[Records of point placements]
_ _ _ _
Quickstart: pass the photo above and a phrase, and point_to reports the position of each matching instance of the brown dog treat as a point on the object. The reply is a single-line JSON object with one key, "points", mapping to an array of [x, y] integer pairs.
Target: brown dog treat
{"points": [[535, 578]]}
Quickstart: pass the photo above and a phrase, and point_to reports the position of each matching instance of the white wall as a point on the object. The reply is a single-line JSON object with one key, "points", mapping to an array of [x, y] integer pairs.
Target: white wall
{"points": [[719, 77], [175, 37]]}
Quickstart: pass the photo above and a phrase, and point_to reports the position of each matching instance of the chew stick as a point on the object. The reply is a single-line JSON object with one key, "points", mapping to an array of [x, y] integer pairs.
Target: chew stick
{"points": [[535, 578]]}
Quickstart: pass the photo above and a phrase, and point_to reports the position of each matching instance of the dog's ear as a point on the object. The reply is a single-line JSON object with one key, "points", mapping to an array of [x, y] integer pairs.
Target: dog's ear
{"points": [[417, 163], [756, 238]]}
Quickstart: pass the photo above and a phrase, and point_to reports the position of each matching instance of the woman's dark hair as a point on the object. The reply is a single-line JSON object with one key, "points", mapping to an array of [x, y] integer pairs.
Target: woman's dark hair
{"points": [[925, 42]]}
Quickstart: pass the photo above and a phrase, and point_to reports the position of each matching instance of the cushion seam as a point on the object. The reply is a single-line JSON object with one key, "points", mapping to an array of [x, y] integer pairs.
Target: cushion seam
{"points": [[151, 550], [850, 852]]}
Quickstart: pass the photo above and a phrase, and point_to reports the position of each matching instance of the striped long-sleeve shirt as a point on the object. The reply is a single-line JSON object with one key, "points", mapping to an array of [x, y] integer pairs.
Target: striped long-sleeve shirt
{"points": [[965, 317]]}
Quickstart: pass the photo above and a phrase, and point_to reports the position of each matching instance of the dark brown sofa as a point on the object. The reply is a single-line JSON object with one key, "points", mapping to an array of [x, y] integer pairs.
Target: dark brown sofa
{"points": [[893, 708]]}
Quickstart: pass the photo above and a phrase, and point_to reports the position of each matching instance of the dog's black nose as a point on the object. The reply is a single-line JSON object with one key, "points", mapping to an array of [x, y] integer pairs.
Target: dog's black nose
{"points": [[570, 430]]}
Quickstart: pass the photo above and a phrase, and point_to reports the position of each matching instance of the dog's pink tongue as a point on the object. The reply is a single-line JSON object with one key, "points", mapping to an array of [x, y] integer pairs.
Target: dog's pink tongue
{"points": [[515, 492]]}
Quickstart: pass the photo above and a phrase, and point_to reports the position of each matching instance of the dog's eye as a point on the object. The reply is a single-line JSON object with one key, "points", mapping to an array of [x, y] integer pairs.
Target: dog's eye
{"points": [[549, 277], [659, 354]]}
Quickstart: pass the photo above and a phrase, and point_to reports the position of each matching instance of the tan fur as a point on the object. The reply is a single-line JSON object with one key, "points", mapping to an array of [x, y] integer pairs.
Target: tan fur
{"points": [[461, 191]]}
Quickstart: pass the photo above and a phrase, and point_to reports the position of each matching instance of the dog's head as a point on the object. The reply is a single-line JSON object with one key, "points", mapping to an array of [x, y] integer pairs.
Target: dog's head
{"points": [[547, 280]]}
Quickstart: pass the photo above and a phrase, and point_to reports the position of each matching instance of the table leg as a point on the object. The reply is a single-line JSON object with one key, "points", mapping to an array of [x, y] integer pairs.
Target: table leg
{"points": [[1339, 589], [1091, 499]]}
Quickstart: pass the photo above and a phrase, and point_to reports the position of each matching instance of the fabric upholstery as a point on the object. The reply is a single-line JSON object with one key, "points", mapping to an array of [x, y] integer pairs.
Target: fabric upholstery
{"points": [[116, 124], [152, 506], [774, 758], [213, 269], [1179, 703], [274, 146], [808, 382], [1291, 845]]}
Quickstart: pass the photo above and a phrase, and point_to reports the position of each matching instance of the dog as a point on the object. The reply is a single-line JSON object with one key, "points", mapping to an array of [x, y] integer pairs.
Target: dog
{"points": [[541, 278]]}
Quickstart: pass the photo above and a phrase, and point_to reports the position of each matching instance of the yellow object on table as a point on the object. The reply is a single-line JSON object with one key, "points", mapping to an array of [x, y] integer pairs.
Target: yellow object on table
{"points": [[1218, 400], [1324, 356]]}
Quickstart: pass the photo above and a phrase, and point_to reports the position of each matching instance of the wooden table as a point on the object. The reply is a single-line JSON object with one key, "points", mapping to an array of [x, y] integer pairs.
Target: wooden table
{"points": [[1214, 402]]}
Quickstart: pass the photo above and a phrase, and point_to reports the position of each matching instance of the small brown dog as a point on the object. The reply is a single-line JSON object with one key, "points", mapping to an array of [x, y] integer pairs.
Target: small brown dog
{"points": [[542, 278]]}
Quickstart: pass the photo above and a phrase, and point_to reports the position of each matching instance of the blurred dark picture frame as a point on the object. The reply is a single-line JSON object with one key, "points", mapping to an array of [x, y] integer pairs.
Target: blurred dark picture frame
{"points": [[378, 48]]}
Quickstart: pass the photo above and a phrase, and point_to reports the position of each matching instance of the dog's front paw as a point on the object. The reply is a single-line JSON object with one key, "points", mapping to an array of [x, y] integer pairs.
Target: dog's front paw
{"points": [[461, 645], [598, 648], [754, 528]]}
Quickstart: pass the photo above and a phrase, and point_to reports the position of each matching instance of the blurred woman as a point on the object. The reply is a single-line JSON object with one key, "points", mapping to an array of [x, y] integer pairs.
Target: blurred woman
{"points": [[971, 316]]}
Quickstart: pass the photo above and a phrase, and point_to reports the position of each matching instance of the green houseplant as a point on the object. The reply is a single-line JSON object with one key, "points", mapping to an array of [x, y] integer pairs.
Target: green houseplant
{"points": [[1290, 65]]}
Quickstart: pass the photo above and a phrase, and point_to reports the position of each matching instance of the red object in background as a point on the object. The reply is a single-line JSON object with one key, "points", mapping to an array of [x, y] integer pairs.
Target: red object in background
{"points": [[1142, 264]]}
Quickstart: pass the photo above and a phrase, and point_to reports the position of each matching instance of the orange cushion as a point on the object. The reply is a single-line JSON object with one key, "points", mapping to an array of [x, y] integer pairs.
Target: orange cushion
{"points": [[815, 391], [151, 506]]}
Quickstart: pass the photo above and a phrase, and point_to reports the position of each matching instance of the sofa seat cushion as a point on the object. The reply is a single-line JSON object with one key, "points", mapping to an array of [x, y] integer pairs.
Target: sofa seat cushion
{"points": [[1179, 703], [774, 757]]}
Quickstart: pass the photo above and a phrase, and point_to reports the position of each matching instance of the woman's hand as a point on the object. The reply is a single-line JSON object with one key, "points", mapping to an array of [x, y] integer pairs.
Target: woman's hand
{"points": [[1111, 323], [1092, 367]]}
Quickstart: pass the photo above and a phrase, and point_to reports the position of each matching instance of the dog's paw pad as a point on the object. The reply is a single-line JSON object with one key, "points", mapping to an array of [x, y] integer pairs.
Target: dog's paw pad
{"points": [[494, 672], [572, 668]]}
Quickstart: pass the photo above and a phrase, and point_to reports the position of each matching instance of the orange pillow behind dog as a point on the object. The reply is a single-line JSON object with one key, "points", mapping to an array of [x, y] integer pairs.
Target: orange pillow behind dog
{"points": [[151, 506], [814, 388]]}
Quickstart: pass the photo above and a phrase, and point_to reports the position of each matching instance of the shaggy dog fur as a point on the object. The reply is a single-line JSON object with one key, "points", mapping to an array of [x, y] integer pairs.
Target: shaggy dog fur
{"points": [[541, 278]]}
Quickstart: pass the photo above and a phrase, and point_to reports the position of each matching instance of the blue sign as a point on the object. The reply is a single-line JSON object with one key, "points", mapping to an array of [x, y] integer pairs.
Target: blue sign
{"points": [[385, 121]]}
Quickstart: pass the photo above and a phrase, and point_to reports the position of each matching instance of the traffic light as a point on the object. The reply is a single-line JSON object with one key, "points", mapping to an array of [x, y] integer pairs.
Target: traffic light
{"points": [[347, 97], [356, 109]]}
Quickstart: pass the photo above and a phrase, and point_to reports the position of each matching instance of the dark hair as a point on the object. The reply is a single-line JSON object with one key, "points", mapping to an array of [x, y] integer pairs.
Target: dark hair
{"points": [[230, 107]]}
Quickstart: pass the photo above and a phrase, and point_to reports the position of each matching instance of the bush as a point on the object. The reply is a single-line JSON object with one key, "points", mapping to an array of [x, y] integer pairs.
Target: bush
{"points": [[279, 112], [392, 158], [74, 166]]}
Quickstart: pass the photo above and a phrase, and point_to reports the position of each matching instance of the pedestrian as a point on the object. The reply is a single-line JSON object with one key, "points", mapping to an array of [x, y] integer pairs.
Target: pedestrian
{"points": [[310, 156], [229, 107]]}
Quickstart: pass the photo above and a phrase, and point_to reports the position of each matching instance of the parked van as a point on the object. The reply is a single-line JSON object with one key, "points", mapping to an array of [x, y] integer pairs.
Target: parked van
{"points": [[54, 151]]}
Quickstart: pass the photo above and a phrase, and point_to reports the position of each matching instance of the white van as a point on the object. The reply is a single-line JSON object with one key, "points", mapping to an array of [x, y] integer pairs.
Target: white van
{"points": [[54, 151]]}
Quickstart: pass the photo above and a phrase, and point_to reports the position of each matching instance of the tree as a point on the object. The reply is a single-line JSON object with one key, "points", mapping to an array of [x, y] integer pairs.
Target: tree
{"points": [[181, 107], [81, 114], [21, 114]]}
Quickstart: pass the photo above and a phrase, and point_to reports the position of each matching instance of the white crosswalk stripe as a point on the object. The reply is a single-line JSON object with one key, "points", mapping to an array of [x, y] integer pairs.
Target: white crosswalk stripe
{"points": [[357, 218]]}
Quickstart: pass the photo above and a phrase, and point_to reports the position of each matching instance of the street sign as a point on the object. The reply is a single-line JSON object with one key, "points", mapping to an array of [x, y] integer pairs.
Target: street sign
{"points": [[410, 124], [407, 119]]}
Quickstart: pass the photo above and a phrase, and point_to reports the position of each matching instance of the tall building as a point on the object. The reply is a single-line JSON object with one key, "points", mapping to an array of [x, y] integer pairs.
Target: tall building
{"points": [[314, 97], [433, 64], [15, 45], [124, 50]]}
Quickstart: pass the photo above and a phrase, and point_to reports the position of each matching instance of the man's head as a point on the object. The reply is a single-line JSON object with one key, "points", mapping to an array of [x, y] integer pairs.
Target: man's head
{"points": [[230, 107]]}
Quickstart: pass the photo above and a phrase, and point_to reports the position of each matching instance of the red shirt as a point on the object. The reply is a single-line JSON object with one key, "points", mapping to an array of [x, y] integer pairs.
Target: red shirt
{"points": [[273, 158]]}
_ _ _ _
The problem -
Start at the line containing "of the table" and end with the line containing "Target: table leg". Rewrite only those lines, replacing "table leg" with "desk leg" and leaving everything else unchanged.

In response -
Quickstart: pass the photo above and a phrase, and point_to reports the position of each matching instance of the desk leg as a point on the object. The reply is a single-line JSON object with one key, "points", mapping to an array of [x, y] integer pairs.
Target: desk leg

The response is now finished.